# Excerpted text:
[Begin]

In a bar in Spain, Shel depicts
himself having a drink with a bull, and Shel is saying, "Okay, but now
let’s look at it from the bullfighter’s point of view .
. . "
A certain number of cartoons
with each report transpire in a typical setting for the place --in front
of Buckingham Palace in London, at the base of those onion-turreted
buildings in Moscow, along a street of chalets in Switzerland. The ornate
architecture is delineated with a thin and sometimes wavering line,
but the pictures are marvelously detailed, creating a filigree of authenticity.
In these pictures, Shel portrayed
himself as the burly bearded vagabond bohemian that he undoubtedly was.
And I longed to be exactly that. I longed to set off around the world
with a shaggy beard and a rucksack bound for far-flung parts with naught
but pen and sketchpad to sustain me. Hanging out with all the glamorous
sex-starved women of foreign climes was appealing, too. (If you believe
Playboy, all women are sex-starved. Or they were then. Or maybe
it was merely my imagination, an imagination, admittedly, just this
side of raging adolescence.)
When, eventually, I did travel
to some of those destinations it was with the U.S. Navy not with a beard.
(Alas, I was never able to cultivate a thick beard like Shel’s.
Mine was more in the vicinity of wispy. In less than a decade, however,
I was able to match him in the baldness dimension. And that was about
the only way I could match Shel Silverstein. Then and now.)
Protean is a word
reserved for talents like Shel’s. When ABC World News announced
his death on May 10, 1999, they said he was a children’s book
author whose poems were much beloved by children (and their parents).
The NewsHour on PBS said about the same but managed a furtive aside
about his suspected cartooning career, the implication being it was
long in abeyance. The entertainment press called him a singer, composer,
and songwriter.
He was all those things.
Troubadour, lyricist, playwright, screenwriter, illustrator, journalist,
children’s author, poet, director. And cartoonist.
Actually--to plumb for the
cause of these effects--he was a cartoonist first, both chronologically
and creatively. All the rest flowed from this sensibility.
Born in Chicago, Silverstein
was drafted in September 1953 just as he turned twenty-one. According
to his own report, he’d been "thrown out" of the University of
Illinois, but he’d been nurtured thereafter at the Chicago Academy
of Fine Arts. The Army sent him off in the direction of Korea, where
a "police action" had degenerated into the stalemate of a permanent
cease-fire. After a year or so, he was assigned to the staff of the
Pacific Stars and Stripes, for which he drew cartoons about military
so-called life.
He was an exemplary soldier
cartoonist, according to Bill Mauldin, another exemplary soldier cartoonist.

[End]

# What the task asks:
Reproduce the Shel Silverstein passage word for word between "Mine was more" and "Then and now.)", inclusive. The items after this point are separate material with no connection to the Shel Silverstein passage.

# Information provided:
[Begin]

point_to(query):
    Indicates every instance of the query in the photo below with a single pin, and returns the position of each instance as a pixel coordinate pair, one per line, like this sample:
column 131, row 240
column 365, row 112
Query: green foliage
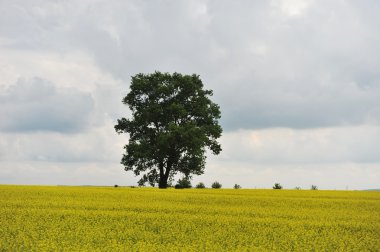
column 173, row 122
column 277, row 186
column 216, row 185
column 183, row 183
column 236, row 186
column 200, row 185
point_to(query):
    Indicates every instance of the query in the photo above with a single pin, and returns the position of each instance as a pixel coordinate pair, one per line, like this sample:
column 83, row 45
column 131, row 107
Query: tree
column 173, row 122
column 183, row 183
column 277, row 186
column 216, row 185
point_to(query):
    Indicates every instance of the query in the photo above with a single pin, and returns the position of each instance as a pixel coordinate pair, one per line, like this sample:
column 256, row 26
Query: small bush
column 216, row 185
column 236, row 186
column 183, row 183
column 277, row 186
column 200, row 185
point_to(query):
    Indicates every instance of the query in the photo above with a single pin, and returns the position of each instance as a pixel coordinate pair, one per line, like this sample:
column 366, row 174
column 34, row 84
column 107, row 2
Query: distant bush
column 183, row 183
column 216, row 185
column 236, row 186
column 277, row 186
column 200, row 185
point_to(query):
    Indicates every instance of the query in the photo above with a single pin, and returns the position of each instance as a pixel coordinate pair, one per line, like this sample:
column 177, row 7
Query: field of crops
column 36, row 218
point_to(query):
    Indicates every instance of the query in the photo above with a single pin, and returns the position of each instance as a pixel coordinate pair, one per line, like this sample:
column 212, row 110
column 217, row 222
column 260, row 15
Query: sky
column 297, row 81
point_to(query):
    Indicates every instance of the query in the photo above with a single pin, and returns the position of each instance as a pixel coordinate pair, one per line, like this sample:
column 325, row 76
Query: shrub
column 277, row 186
column 183, row 183
column 236, row 186
column 216, row 185
column 200, row 185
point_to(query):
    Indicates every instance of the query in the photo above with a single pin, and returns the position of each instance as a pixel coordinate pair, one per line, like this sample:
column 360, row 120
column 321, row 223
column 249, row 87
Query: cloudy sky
column 298, row 82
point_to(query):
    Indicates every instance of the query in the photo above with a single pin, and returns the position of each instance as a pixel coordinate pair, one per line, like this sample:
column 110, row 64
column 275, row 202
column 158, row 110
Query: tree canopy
column 173, row 122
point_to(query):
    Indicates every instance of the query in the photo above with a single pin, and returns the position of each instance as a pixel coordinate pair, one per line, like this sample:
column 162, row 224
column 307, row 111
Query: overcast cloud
column 298, row 83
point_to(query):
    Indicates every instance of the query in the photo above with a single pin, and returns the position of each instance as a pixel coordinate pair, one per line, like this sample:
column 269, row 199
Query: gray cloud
column 270, row 63
column 37, row 105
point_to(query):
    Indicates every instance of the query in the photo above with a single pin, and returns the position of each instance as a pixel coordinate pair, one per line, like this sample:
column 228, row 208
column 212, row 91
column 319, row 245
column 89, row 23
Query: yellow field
column 36, row 218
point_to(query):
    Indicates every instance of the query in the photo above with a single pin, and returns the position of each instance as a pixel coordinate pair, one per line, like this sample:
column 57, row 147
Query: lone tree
column 173, row 121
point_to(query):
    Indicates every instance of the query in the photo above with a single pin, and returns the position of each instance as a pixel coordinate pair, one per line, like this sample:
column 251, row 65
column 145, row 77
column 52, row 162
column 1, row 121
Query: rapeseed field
column 49, row 218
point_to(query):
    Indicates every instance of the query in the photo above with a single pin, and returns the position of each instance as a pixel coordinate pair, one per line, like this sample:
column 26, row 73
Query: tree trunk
column 163, row 180
column 163, row 183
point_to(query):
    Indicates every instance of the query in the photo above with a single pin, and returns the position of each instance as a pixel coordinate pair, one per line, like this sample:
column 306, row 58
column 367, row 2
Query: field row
column 106, row 218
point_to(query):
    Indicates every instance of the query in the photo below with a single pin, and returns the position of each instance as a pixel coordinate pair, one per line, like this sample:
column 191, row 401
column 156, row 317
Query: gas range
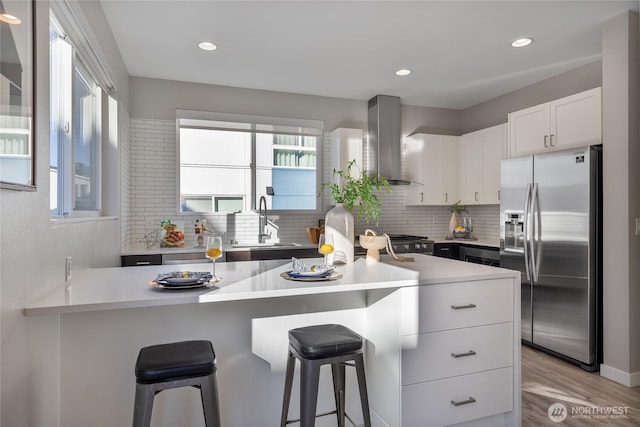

[End]

# Solution for this exercise:
Mine was more in the vicinity of wispy. In less than a decade, however,
I was able to match him in the baldness dimension. And that was about
the only way I could match Shel Silverstein. Then and now.)